START Extracted material
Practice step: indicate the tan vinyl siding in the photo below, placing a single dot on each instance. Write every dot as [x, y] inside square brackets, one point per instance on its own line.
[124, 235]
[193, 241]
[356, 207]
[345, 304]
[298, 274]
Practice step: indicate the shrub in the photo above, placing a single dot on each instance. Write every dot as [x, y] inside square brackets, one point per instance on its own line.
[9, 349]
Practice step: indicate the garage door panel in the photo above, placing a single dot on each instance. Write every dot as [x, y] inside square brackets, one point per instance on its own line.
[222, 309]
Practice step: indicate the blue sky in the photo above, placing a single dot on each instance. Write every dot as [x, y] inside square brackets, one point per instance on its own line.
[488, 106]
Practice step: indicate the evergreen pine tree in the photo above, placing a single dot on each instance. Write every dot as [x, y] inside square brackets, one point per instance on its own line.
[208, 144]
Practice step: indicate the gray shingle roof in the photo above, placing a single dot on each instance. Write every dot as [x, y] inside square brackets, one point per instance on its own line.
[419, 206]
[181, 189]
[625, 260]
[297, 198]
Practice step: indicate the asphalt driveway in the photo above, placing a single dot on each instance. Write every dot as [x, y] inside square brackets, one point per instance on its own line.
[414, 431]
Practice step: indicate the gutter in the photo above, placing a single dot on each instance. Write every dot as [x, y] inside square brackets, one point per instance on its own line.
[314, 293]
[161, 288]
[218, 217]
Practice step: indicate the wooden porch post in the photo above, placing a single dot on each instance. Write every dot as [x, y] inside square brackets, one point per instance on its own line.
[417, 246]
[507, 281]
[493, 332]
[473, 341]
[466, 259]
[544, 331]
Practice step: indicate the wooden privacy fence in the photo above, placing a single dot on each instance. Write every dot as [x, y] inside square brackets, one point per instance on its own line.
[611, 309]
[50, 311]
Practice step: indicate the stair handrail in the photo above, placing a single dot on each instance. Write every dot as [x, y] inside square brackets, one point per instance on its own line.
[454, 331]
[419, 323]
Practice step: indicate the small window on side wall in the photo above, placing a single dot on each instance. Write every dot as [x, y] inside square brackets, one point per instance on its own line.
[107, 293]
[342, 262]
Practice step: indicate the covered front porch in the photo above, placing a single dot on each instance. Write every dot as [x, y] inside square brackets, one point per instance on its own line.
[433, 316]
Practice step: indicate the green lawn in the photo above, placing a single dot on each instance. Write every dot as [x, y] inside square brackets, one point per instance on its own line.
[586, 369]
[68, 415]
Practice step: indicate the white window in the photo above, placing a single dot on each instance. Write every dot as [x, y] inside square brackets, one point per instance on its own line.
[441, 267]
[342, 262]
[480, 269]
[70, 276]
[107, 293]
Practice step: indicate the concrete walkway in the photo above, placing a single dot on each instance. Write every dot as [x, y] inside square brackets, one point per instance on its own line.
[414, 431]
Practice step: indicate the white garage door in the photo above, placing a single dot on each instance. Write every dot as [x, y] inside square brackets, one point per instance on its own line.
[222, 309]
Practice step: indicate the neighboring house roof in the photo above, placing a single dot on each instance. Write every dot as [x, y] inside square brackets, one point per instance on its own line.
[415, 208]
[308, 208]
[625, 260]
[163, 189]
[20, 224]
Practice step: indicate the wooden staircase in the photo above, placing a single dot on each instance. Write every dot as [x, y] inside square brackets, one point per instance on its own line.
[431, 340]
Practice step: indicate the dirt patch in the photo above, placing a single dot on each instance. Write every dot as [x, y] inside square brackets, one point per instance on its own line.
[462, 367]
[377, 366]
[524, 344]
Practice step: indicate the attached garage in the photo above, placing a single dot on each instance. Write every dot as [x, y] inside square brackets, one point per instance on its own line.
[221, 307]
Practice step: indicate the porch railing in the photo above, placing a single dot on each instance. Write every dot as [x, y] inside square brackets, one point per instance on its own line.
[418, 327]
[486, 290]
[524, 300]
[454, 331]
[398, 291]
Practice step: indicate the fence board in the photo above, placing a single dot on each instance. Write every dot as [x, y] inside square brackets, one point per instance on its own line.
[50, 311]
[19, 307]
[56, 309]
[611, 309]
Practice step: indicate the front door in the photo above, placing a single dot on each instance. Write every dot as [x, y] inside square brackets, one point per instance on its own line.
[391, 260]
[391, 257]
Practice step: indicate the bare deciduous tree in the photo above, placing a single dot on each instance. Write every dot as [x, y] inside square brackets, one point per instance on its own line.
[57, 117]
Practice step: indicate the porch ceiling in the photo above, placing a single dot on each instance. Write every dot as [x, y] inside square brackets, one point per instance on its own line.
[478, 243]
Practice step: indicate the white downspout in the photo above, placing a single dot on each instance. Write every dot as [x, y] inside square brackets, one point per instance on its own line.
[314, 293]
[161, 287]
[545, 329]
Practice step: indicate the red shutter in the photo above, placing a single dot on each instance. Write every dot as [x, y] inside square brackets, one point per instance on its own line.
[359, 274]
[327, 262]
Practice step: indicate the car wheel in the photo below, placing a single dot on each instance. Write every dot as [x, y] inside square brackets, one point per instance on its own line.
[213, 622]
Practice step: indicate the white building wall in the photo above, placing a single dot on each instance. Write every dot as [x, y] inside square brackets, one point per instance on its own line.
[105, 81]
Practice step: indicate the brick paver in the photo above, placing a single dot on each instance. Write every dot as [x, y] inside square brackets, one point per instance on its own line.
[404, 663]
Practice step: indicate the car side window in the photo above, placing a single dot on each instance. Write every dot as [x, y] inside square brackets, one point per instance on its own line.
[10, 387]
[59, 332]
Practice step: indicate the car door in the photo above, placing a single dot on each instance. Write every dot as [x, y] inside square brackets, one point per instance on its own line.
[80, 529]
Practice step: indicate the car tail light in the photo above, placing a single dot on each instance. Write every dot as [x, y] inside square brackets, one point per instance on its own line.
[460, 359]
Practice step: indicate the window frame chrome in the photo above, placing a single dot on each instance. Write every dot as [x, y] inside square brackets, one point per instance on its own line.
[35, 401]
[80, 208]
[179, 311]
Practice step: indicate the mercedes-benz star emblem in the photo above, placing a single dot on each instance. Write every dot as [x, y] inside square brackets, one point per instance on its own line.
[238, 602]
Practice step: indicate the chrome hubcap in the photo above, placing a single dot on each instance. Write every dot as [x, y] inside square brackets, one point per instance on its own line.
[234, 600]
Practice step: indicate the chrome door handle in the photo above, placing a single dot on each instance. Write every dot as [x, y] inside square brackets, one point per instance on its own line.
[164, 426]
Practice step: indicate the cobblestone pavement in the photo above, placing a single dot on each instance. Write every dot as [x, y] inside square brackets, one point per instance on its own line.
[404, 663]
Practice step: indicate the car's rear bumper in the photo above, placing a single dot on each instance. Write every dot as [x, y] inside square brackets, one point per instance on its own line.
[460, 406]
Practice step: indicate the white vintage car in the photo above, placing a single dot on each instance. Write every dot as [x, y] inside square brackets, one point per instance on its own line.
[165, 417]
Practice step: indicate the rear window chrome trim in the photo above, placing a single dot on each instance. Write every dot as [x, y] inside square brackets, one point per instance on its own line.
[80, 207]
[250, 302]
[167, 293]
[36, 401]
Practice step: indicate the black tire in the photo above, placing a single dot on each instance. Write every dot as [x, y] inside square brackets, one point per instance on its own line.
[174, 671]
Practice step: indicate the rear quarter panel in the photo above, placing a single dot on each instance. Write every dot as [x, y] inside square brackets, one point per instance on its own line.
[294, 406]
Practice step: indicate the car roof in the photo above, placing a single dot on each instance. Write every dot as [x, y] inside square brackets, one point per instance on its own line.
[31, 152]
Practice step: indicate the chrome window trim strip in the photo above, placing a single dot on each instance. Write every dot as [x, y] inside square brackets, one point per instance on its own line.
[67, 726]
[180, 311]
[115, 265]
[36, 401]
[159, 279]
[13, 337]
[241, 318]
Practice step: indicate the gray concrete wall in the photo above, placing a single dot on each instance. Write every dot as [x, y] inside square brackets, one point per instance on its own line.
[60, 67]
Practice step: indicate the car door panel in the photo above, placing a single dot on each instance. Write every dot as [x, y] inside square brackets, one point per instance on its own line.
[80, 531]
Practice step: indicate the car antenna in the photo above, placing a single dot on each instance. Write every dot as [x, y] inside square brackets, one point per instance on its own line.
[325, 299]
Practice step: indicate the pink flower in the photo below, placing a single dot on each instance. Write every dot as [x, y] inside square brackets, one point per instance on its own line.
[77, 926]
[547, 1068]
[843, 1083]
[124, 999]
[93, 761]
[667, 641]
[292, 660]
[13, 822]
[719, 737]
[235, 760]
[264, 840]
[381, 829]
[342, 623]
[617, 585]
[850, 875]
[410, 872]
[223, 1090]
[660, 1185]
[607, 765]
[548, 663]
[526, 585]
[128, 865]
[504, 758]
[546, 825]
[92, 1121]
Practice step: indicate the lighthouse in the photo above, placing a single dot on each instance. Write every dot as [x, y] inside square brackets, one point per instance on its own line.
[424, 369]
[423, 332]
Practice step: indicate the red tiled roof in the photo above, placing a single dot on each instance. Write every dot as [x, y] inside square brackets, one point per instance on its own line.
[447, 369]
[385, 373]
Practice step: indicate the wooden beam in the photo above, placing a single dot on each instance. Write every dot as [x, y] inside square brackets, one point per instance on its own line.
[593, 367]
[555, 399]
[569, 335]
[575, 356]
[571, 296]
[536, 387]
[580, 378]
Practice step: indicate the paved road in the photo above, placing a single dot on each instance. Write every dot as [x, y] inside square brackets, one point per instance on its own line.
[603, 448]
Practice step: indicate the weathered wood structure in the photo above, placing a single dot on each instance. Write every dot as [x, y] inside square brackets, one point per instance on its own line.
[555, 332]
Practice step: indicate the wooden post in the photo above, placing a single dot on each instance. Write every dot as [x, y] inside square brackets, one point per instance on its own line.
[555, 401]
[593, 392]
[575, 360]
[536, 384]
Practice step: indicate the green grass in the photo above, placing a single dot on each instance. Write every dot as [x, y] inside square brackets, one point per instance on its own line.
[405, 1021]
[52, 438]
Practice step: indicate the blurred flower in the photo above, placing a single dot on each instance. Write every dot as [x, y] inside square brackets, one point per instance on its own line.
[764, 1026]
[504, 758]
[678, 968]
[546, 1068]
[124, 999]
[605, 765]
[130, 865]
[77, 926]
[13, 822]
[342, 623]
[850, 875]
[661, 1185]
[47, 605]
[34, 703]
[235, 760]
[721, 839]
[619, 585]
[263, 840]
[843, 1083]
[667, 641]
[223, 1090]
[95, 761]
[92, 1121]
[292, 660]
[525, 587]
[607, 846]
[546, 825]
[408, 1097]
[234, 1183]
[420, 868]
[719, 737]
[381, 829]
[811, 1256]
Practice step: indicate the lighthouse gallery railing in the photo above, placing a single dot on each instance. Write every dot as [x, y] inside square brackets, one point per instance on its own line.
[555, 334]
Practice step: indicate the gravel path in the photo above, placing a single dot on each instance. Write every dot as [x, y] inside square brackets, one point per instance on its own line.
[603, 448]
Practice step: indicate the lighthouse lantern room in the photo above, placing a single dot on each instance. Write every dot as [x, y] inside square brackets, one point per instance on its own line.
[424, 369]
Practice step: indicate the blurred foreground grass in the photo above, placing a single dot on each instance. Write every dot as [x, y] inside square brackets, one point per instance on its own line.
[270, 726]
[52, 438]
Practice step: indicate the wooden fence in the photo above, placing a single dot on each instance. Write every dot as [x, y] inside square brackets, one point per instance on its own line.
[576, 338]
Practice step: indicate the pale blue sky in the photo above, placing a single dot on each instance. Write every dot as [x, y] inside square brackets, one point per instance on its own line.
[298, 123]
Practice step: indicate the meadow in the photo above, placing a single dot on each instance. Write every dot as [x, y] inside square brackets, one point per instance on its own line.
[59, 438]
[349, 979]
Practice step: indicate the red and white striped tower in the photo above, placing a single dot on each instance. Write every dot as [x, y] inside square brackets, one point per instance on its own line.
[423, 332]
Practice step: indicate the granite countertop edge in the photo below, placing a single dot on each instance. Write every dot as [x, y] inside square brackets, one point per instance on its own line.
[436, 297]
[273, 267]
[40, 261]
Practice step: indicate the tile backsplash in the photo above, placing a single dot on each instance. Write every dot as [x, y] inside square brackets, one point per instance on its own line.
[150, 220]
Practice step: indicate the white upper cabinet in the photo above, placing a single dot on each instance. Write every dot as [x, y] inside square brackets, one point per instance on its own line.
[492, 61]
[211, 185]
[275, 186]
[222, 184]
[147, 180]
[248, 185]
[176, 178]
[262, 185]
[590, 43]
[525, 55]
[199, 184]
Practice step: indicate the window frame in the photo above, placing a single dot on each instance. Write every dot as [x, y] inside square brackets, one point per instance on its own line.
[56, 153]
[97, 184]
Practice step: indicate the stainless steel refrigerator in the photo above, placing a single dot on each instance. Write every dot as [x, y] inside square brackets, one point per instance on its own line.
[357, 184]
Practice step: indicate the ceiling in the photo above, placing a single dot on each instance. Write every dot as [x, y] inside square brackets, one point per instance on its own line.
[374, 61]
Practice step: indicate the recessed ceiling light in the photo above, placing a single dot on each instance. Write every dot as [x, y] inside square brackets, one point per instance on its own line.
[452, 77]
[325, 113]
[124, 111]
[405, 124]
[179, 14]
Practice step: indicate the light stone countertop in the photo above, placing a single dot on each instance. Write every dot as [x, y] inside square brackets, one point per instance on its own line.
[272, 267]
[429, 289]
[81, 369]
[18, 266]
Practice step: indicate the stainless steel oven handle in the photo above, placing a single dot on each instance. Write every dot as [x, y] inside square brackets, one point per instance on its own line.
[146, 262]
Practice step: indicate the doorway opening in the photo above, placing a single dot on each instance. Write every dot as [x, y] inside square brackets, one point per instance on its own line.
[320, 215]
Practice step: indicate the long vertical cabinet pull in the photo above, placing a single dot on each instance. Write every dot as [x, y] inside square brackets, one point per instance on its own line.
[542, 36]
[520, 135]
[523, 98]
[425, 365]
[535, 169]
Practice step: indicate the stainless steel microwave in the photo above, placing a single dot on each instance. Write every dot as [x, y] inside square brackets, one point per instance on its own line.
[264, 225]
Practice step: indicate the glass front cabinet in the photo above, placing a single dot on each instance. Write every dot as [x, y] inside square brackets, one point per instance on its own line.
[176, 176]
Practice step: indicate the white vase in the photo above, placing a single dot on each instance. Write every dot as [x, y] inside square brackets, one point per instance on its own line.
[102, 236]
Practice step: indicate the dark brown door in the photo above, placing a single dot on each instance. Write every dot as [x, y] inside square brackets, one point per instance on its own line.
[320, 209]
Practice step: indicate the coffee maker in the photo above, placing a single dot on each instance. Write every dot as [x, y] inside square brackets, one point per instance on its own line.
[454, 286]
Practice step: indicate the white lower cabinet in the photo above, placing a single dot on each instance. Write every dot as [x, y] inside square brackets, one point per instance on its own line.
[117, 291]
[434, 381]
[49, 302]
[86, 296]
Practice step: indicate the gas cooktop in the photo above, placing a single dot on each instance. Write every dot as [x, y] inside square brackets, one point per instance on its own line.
END Extracted material
Set problem
Starting with the line that contains "Practice step: indicate the white lower" and going on through the last line, revise each line by replacing "single dot" with "single marker" and leave everything else unchanged.

Correct response
Practice step: indicate the white lower cabinet in the photo above, placing a single marker on each instance. Write every dot as [x, y] inside square brackets, one point per instance on its own line.
[117, 291]
[434, 381]
[49, 302]
[86, 296]
Practice step: indicate the gas cooktop in the photo above, placing a single marker on each instance. Write every dot as [x, y] inside square brackets, one point per instance on its own line.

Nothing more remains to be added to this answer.